Directive
Reproduce the listing below with every "single dot" changed to "single point", keeping everything else the same.

Records supplied
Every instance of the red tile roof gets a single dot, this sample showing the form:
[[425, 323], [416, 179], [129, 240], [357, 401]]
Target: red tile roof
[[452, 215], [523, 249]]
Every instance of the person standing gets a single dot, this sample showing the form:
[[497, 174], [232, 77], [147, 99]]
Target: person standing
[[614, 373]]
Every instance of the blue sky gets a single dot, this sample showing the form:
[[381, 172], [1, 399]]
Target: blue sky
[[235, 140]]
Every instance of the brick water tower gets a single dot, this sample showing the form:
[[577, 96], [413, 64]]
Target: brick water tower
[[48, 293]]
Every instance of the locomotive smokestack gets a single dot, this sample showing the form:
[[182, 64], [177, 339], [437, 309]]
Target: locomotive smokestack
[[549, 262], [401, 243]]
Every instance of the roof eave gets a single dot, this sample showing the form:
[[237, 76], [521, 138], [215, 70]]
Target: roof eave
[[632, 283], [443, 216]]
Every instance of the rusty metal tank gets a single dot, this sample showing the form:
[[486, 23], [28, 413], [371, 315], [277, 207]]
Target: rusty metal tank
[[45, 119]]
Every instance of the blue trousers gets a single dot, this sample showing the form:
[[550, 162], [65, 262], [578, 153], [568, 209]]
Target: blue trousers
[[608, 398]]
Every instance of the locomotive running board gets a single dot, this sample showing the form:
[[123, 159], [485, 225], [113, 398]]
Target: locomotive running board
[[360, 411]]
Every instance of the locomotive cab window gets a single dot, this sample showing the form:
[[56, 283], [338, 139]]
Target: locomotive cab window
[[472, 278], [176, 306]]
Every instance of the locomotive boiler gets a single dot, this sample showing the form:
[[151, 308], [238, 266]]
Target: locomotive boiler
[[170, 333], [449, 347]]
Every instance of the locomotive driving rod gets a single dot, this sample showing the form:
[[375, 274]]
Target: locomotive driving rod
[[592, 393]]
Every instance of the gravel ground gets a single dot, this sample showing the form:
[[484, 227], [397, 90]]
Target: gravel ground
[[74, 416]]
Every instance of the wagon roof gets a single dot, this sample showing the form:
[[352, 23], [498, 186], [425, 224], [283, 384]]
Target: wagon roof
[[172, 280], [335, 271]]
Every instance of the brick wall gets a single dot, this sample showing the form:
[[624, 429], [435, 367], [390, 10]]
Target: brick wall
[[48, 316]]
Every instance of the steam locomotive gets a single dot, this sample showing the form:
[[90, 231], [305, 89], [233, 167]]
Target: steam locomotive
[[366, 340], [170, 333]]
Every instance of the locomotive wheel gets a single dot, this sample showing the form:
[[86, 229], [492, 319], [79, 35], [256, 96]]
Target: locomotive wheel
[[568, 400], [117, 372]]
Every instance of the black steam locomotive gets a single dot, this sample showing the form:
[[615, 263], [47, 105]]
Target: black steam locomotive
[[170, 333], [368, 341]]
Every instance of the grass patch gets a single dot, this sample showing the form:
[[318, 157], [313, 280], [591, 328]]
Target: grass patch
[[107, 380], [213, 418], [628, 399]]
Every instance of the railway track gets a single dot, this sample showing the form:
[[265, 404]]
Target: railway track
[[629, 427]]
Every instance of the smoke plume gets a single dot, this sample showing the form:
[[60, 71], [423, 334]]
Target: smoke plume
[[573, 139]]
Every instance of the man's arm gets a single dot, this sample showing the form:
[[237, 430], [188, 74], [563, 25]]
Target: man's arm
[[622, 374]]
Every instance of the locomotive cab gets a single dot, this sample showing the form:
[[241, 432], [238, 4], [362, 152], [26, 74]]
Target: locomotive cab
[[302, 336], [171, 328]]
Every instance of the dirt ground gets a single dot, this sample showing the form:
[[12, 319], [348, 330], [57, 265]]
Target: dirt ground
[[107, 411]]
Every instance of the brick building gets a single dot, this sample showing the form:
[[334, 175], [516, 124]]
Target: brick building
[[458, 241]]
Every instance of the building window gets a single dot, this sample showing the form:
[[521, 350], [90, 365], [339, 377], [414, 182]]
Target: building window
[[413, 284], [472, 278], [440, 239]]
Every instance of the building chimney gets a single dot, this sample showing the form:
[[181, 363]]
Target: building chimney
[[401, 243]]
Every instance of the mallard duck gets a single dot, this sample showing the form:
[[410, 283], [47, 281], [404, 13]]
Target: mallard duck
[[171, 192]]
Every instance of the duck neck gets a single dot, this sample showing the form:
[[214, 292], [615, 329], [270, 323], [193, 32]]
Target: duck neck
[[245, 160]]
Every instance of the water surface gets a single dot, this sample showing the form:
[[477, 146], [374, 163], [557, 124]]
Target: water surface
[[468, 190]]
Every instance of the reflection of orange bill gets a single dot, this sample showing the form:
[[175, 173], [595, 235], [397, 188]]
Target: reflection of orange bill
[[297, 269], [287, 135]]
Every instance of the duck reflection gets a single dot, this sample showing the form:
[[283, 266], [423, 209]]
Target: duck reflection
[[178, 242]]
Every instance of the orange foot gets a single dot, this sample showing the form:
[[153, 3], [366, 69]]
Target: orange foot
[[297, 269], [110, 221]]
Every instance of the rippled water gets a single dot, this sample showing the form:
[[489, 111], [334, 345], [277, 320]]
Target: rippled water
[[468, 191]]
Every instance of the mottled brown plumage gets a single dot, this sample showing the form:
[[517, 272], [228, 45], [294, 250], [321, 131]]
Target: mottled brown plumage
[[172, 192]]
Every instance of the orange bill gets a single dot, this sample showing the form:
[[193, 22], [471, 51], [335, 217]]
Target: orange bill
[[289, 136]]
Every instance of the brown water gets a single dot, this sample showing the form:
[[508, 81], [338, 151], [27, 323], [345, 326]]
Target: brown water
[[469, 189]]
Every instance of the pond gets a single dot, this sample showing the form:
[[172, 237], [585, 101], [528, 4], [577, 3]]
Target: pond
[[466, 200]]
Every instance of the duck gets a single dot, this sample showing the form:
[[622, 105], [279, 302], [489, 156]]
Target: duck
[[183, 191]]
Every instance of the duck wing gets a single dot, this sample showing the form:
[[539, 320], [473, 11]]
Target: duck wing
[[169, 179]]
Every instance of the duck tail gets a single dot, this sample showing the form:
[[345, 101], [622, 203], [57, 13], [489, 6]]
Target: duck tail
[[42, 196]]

Output for this task
Every instance of the red tile roof gets a single point, this sample showing the form:
[[425, 323], [416, 179], [129, 240], [357, 401]]
Target: red tile roof
[[452, 215], [523, 249]]
Every instance of the person standing gets a single point, this sample showing the form:
[[497, 174], [232, 77], [147, 99]]
Target: person standing
[[614, 373]]
Every instance of the blue sky gets a single point, this sample showing the form:
[[381, 172], [1, 399]]
Target: blue sky
[[235, 140]]
Every instance of the brick water tower gets a single point, this sample showing the form:
[[577, 96], [413, 64]]
Target: brick water tower
[[48, 293]]
Every instance of the locomotive smokestack gets a single point, this sample showing the form:
[[182, 64], [177, 339], [437, 309]]
Target: locomotive smokestack
[[549, 262], [401, 243]]
Every instance of the roof eave gets a single point, this sample showing the form:
[[237, 76], [521, 138], [215, 70]]
Target: roof eave
[[632, 283], [443, 216]]
Every instance of the rusty metal tank gets a single point, this sample showing the form:
[[486, 23], [28, 413], [371, 315], [277, 207]]
Target: rusty metal tank
[[45, 119]]
Every instance of the blue trousers gets a single point, this sample showing the form:
[[550, 162], [65, 262], [578, 153], [568, 209]]
Target: blue trousers
[[608, 398]]
Every instance of the locomotive running board gets a single point, this sample showing the form:
[[123, 159], [485, 225], [113, 398]]
Target: locomotive running board
[[360, 411]]
Every instance of the locomotive cab window gets a single point, this sample showing the form:
[[56, 283], [338, 139]]
Target: locomotive cab window
[[472, 278], [176, 306]]
Every instance of the locomotive boiler gets a single point, this sample showing the form:
[[151, 308], [238, 266]]
Target: locomotive boiler
[[170, 333], [449, 347]]
Every instance of the locomotive driving rod gets a single point, this sample showing the form:
[[375, 274]]
Target: locomotive driving rod
[[592, 393]]
Every instance of the gravel ground gets a single point, this sample showing the form:
[[484, 227], [397, 90]]
Target: gravel ground
[[74, 416]]
Every instance of the wagon roof gets a single point, this sample showing the form:
[[352, 23], [498, 186], [425, 224], [283, 384]]
Target: wagon roof
[[172, 280], [335, 271]]
Every instance of the brick wall gets a single point, this sample showing the form:
[[624, 429], [435, 367], [390, 10]]
Target: brick wall
[[48, 316]]
Every instance of the steam locomotive gets a single point, this sample showing the form:
[[90, 231], [305, 89], [233, 167]]
Target: steam locomotive
[[366, 340], [170, 333]]
Every instance of the locomotive wheel gets a single point, this sample showing the form:
[[86, 229], [492, 319], [79, 35], [256, 96]]
Target: locomotive wheel
[[568, 400], [117, 372]]
Every instance of the black steam locomotive gets a single point, this sample showing the form:
[[615, 263], [47, 105]]
Target: black steam locomotive
[[170, 333], [368, 341]]
Every instance of the grass patch gets a single point, this sample showing the form:
[[318, 157], [313, 280], [591, 328]]
Target: grass patch
[[107, 380], [213, 418], [628, 399]]
Every instance of the railway track gets a single point, this sample showing the form:
[[265, 404]]
Target: railway track
[[629, 427]]
Every instance of the smoke plume gets a single point, this sample showing the form:
[[60, 71], [423, 334]]
Target: smoke plume
[[573, 139]]
Every instance of the man's arm gets a single point, this sample showing the form:
[[237, 430], [188, 74], [563, 25]]
Target: man's arm
[[622, 374]]
Every instance of the locomotive cab gets a single point, this sample showing the form:
[[241, 432], [238, 4], [362, 152], [26, 74]]
Target: locomotive cab
[[302, 336], [171, 328]]
Every instance of the dirt ground gets a single point, this sample showing the form:
[[12, 319], [348, 330], [57, 265]]
Target: dirt ground
[[107, 411]]
Every instance of the brick building gets a single point, this sample showing the form:
[[334, 175], [516, 124]]
Target: brick building
[[458, 241]]
Every instance of the building window gets a single point, this sample showing the form:
[[521, 350], [90, 365], [339, 377], [414, 182]]
Target: building window
[[413, 284], [472, 278], [440, 239]]
Every instance of the building chimney gets a single point, this sample showing the form:
[[181, 363]]
Target: building chimney
[[401, 243]]
Every instance of the mallard duck gets a single point, this sample showing the form:
[[410, 283], [47, 281], [404, 13]]
Target: mallard duck
[[171, 192]]
Every instance of the duck neck gets a single point, this sample showing the form:
[[214, 292], [615, 329], [270, 323], [193, 32]]
Target: duck neck
[[245, 160]]
Every instance of the water surface gets a single point, this sample showing the form:
[[477, 146], [374, 163], [557, 124]]
Target: water surface
[[468, 190]]
Every instance of the reflection of orange bill gets a single point, this sample showing the form:
[[175, 173], [595, 235], [397, 188]]
Target: reflection of orange bill
[[297, 269], [287, 135]]
Every instance of the duck reflection gets a single point, this sample showing the form:
[[283, 266], [423, 209]]
Target: duck reflection
[[178, 242]]
Every instance of the orange foot gets a single point, this sample showing the form:
[[153, 3], [366, 69]]
Target: orange foot
[[297, 269], [110, 221]]
Every instance of the rippled water gets a single point, this sample showing the form:
[[489, 111], [334, 345], [277, 320]]
Target: rippled water
[[468, 191]]
Every instance of the mottled brown plumage gets a single point, this sample showing the form:
[[517, 272], [228, 45], [294, 250], [321, 131]]
Target: mottled brown plumage
[[172, 192]]
Every instance of the orange bill gets a single point, this sample showing the form:
[[193, 22], [471, 51], [335, 217]]
Target: orange bill
[[289, 136]]
Every instance of the brown water gets a single point, this sample showing the form:
[[508, 81], [338, 151], [27, 323], [345, 326]]
Target: brown water
[[469, 189]]
Every instance of the pond gets a single point, this sample showing the form:
[[172, 237], [585, 101], [528, 4], [577, 3]]
Target: pond
[[466, 200]]
Every instance of the duck gets a single point, this sample showing the form:
[[622, 105], [279, 302], [489, 156]]
Target: duck
[[183, 191]]
Every instance of the duck wing gets a single point, this sample showing the form:
[[539, 320], [473, 11]]
Target: duck wing
[[169, 179]]
Every instance of the duck tail gets a single point, this sample showing the form:
[[345, 101], [622, 203], [57, 13], [489, 6]]
Target: duck tail
[[42, 196]]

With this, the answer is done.